[Pointing rows]

(begin)

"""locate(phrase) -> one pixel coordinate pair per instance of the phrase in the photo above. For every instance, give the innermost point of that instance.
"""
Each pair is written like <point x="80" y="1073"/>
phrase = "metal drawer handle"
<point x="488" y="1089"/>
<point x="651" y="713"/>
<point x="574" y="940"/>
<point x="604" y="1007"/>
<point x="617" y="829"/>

(end)
(begin)

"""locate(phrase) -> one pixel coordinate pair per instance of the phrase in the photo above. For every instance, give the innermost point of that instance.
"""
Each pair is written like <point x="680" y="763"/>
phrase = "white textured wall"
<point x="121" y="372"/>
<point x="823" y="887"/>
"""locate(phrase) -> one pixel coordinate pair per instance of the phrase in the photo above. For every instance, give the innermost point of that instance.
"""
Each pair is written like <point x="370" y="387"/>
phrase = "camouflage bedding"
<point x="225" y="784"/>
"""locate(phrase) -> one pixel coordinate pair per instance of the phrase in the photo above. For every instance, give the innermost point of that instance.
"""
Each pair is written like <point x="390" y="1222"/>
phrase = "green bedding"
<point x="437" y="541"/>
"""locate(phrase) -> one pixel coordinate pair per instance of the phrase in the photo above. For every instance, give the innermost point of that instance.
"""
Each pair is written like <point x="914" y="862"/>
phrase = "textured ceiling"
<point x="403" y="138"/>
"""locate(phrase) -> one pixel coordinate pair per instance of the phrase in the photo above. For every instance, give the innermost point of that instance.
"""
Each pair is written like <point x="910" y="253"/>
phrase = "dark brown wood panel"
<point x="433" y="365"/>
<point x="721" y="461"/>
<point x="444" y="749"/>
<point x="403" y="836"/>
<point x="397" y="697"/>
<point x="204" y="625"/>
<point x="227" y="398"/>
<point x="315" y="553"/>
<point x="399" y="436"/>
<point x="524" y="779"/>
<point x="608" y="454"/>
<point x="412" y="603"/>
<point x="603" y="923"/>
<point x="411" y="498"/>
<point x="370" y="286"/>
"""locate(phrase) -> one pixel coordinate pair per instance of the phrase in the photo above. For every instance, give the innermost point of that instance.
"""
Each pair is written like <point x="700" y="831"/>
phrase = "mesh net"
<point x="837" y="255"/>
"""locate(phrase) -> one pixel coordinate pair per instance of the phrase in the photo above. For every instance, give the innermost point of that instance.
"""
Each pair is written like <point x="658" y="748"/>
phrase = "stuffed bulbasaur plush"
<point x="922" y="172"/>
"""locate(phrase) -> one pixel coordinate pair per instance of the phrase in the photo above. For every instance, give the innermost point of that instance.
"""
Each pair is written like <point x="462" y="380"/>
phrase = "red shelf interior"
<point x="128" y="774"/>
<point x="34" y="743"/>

(end)
(begin)

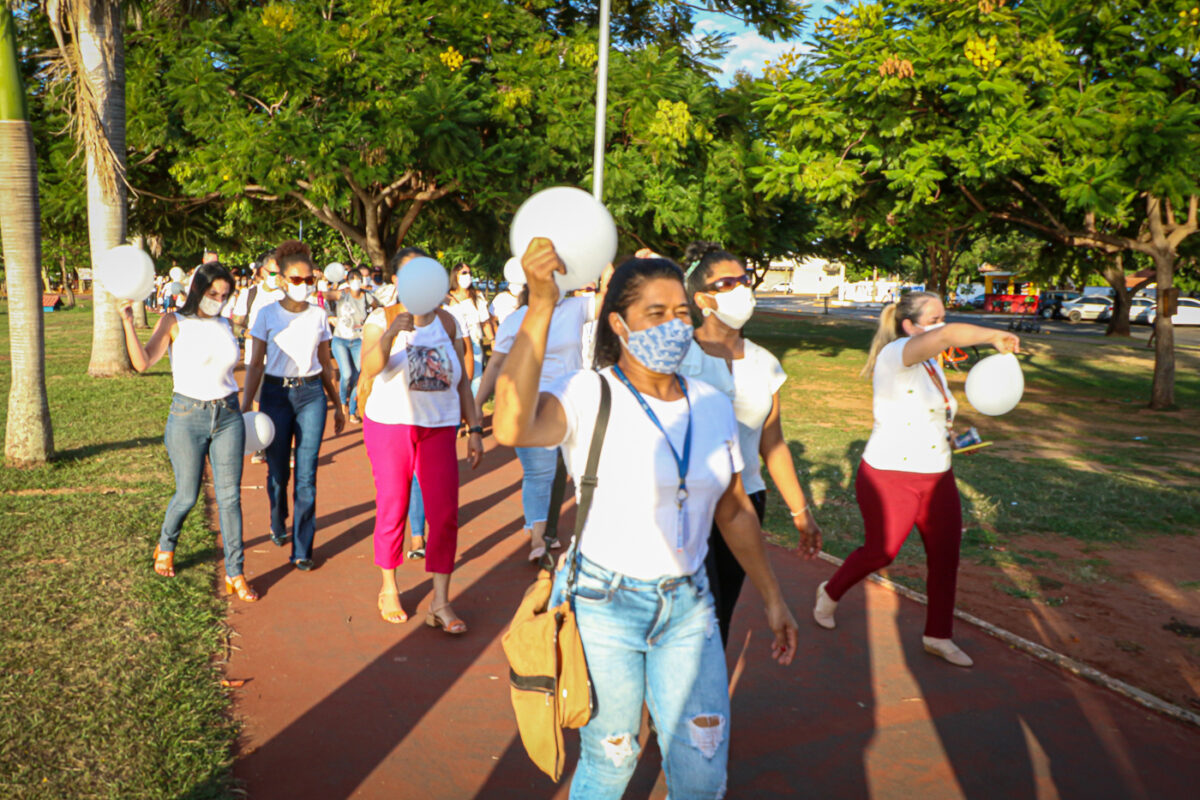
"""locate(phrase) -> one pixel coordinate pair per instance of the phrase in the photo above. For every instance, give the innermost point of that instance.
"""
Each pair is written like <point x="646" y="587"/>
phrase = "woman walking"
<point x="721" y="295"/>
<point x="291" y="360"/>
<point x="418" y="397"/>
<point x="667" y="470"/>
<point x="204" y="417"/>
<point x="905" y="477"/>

(end)

» Directions for this task
Count the rows that contain the word "Each", and give only that number.

» Solution below
10